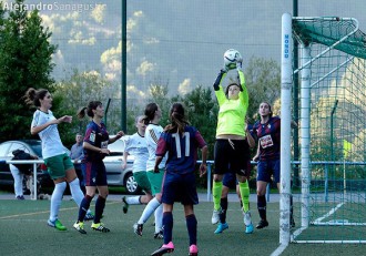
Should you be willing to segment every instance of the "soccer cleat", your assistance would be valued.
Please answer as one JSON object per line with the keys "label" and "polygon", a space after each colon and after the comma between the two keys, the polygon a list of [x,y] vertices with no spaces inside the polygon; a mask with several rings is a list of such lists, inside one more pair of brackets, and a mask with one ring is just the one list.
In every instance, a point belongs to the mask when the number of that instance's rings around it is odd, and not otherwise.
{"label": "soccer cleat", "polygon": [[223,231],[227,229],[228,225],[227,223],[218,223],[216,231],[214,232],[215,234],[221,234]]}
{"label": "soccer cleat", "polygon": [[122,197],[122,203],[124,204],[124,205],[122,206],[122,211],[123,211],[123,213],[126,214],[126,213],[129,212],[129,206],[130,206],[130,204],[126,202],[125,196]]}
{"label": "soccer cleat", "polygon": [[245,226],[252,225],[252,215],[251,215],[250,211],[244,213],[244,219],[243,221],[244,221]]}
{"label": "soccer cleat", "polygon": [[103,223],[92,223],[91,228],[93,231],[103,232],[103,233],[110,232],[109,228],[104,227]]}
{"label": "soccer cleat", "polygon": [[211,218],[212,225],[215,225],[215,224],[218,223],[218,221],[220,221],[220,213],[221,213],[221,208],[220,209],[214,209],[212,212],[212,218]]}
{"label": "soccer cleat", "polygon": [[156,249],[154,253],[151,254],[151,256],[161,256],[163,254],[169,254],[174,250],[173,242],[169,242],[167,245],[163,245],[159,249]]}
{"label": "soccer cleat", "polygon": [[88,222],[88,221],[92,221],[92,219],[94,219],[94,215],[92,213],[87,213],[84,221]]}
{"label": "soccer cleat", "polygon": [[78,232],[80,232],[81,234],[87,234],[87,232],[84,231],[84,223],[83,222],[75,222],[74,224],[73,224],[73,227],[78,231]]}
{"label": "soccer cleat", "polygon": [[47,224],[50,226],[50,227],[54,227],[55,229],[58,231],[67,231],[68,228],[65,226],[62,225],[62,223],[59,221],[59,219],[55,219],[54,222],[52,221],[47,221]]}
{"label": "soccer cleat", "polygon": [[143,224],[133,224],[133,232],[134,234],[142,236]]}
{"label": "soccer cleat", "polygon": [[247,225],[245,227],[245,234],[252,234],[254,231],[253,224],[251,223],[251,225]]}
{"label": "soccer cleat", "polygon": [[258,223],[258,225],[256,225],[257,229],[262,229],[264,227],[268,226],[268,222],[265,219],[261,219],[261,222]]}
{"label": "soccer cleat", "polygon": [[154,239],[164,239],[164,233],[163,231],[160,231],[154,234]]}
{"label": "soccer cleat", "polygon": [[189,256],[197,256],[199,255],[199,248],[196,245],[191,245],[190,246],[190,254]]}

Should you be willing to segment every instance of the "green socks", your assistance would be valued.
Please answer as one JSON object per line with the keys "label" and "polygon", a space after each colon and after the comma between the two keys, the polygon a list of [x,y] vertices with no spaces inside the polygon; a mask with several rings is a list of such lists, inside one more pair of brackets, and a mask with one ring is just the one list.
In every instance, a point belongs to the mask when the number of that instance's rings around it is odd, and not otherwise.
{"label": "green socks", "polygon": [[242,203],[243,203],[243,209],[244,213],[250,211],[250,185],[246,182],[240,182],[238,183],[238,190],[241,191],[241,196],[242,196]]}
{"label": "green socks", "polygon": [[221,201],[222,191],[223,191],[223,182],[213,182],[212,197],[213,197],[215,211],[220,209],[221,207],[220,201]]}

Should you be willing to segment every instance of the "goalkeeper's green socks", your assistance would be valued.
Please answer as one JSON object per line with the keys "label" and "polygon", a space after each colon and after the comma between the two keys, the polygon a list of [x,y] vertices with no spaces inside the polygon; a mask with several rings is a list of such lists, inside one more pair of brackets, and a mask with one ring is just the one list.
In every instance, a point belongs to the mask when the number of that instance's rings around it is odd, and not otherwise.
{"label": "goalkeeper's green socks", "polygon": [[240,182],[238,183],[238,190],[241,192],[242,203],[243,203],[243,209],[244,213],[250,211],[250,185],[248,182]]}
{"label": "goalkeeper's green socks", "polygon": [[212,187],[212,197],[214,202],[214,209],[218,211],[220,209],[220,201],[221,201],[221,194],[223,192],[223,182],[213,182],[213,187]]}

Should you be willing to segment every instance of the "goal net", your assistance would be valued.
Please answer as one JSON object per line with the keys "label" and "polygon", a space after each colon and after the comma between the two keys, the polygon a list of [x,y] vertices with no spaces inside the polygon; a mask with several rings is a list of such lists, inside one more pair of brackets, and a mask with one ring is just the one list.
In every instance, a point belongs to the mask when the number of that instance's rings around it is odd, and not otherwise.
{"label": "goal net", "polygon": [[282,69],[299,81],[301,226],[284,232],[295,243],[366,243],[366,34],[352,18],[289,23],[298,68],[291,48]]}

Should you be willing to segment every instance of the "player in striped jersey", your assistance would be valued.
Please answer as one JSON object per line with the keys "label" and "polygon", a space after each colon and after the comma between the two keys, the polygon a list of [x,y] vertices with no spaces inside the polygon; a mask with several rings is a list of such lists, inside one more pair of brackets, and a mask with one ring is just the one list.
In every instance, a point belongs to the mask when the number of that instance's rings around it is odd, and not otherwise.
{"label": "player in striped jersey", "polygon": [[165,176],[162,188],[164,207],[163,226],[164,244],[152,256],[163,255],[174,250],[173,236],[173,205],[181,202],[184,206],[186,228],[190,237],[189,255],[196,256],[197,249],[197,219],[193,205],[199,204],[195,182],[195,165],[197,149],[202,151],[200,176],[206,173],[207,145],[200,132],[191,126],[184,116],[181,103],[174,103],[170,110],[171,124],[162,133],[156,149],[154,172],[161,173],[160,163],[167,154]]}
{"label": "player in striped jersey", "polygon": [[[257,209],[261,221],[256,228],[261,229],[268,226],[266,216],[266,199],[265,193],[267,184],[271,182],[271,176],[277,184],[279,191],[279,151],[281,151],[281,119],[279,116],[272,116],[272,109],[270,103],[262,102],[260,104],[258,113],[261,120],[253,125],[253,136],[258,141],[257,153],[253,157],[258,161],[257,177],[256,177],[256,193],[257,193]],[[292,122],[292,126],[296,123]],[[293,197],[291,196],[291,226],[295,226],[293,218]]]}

========

Give back the whole listing as it stands, minus its pictures.

§ Response
Should you be willing to segment every instance of the "soccer cleat", your assistance would be valued.
Please answer as one JSON object per line with the keys "label" and "polygon", a space after each colon and after the comma between the two keys, the polygon a list of [x,y] vertices with no spaces inside the polygon; a mask with several rings is a list of such lists, inside one more pair of brackets, and a mask with one ring is just the one list.
In every instance, a point belongs to the mask when the number of that instance's rings around it is odd, and not otherwise.
{"label": "soccer cleat", "polygon": [[223,231],[227,229],[228,225],[227,223],[218,223],[216,231],[214,232],[215,234],[221,234]]}
{"label": "soccer cleat", "polygon": [[122,197],[122,203],[124,204],[124,205],[122,206],[122,211],[123,211],[123,213],[126,214],[126,213],[129,212],[129,206],[130,206],[130,204],[126,202],[125,196]]}
{"label": "soccer cleat", "polygon": [[245,226],[252,225],[252,215],[251,215],[250,211],[244,213],[244,219],[243,221],[244,221]]}
{"label": "soccer cleat", "polygon": [[103,223],[92,223],[91,228],[93,231],[103,232],[103,233],[110,232],[109,228],[104,227]]}
{"label": "soccer cleat", "polygon": [[211,218],[212,225],[215,225],[215,224],[218,223],[218,221],[220,221],[220,213],[221,213],[221,208],[220,209],[214,209],[212,212],[212,218]]}
{"label": "soccer cleat", "polygon": [[156,249],[154,253],[151,254],[151,256],[161,256],[163,254],[169,254],[174,250],[173,242],[169,242],[167,245],[163,245],[159,249]]}
{"label": "soccer cleat", "polygon": [[88,222],[88,221],[92,221],[92,219],[94,219],[94,215],[92,213],[87,213],[84,221]]}
{"label": "soccer cleat", "polygon": [[78,232],[80,232],[81,234],[87,234],[87,232],[84,231],[84,223],[83,222],[75,222],[74,224],[73,224],[73,227],[78,231]]}
{"label": "soccer cleat", "polygon": [[47,224],[50,226],[50,227],[54,227],[55,229],[58,231],[67,231],[68,228],[65,226],[62,225],[62,223],[59,221],[59,219],[55,219],[54,222],[52,221],[47,221]]}
{"label": "soccer cleat", "polygon": [[143,224],[133,224],[133,232],[134,234],[142,236]]}
{"label": "soccer cleat", "polygon": [[247,225],[245,227],[245,234],[252,234],[254,231],[253,224],[251,223],[251,225]]}
{"label": "soccer cleat", "polygon": [[258,223],[258,225],[256,225],[257,229],[262,229],[264,227],[268,226],[268,222],[265,219],[261,219],[261,222]]}
{"label": "soccer cleat", "polygon": [[154,239],[164,239],[164,233],[163,231],[160,231],[154,234]]}
{"label": "soccer cleat", "polygon": [[189,256],[197,256],[199,255],[199,248],[196,245],[191,245],[190,246],[190,254]]}

Should you be willing to segment every instance of the "green socks", your assistance would be valued.
Please answer as one JSON object per line with the keys "label" and "polygon", a space after each colon and after the comma between the two keys, the polygon a list of [x,y] vertices with no spaces inside the polygon; a mask with several rings is a list of such lists, inside one more pair of brackets, and a mask with one ring is just the one list.
In every instance, a point belongs to the mask when the number of that instance's rings around it is odd, and not otherwise.
{"label": "green socks", "polygon": [[242,203],[243,203],[243,209],[244,213],[250,211],[250,185],[246,182],[240,182],[238,183],[238,190],[241,191],[241,196],[242,196]]}
{"label": "green socks", "polygon": [[221,201],[222,191],[223,191],[223,182],[213,182],[212,197],[213,197],[215,211],[220,209],[221,207],[220,201]]}

Should you be willing to segment every instance of the "goalkeeper's green socks", your assistance would be valued.
Please answer as one JSON object per line with the keys "label" and "polygon", a space after each colon and after the comma between the two keys, the polygon a list of [x,y] vertices with no spaces inside the polygon; a mask with several rings is a list of such lists, inside one more pair of brackets, and a mask with one ring is just the one list.
In every instance, a point belongs to the mask when the number of that instance's rings around it is odd, and not otherwise.
{"label": "goalkeeper's green socks", "polygon": [[240,182],[238,183],[238,190],[241,192],[242,203],[243,203],[243,209],[244,213],[250,211],[250,185],[248,182]]}
{"label": "goalkeeper's green socks", "polygon": [[212,187],[212,197],[214,202],[214,209],[218,211],[220,209],[220,201],[221,201],[221,194],[223,192],[223,182],[213,182],[213,187]]}

Should you be willing to segment every instance of the "goal net", your assistance would be valued.
Please answer as one JSON object per line with the keys "label" and "polygon", a space after each colon and after the comma between the two keys, the polygon a list of [x,y] vertices with no spaces inside the polygon; a mask with several rings is a list of such lists, inside one more pair of brackets, and a mask with one ring is just the one list.
In every instance, a point belongs to the mask when the number of that instance's rings around it is odd, and not otherwise.
{"label": "goal net", "polygon": [[282,69],[299,81],[301,226],[284,232],[295,243],[366,243],[366,34],[352,18],[289,23],[298,68],[291,48]]}

Should you be willing to segment every instance of the "player in striped jersey", your assistance would be valued.
Please answer as one JSON object per line with the keys "label" and "polygon", a space after each colon and after the comma between the two keys, the polygon a list of [x,y] vertices with no spaces inside the polygon; a mask with several rings is a list of such lists, inside one more pair of brackets, and a mask with one ring is just the one list.
In every instance, a point belongs to the mask when the number of that instance's rings around it is odd, and not otherwise.
{"label": "player in striped jersey", "polygon": [[165,176],[162,188],[164,207],[163,226],[164,244],[152,256],[163,255],[174,250],[173,236],[173,205],[181,202],[184,206],[186,228],[190,237],[189,255],[196,256],[197,249],[197,219],[193,205],[199,204],[195,182],[195,165],[197,149],[202,151],[200,176],[206,173],[207,145],[200,132],[191,126],[184,116],[181,103],[174,103],[170,110],[171,124],[162,133],[156,149],[154,172],[161,173],[160,163],[167,154]]}
{"label": "player in striped jersey", "polygon": [[[257,209],[261,221],[256,228],[261,229],[268,226],[266,216],[266,199],[265,193],[267,184],[271,182],[271,176],[277,184],[279,191],[279,151],[281,151],[281,119],[279,116],[272,116],[272,109],[270,103],[262,102],[260,104],[258,113],[261,120],[253,125],[253,136],[258,141],[257,153],[253,157],[258,161],[257,177],[256,177],[256,193],[257,193]],[[292,122],[292,126],[296,123]],[[293,197],[291,196],[291,226],[295,226],[293,218]]]}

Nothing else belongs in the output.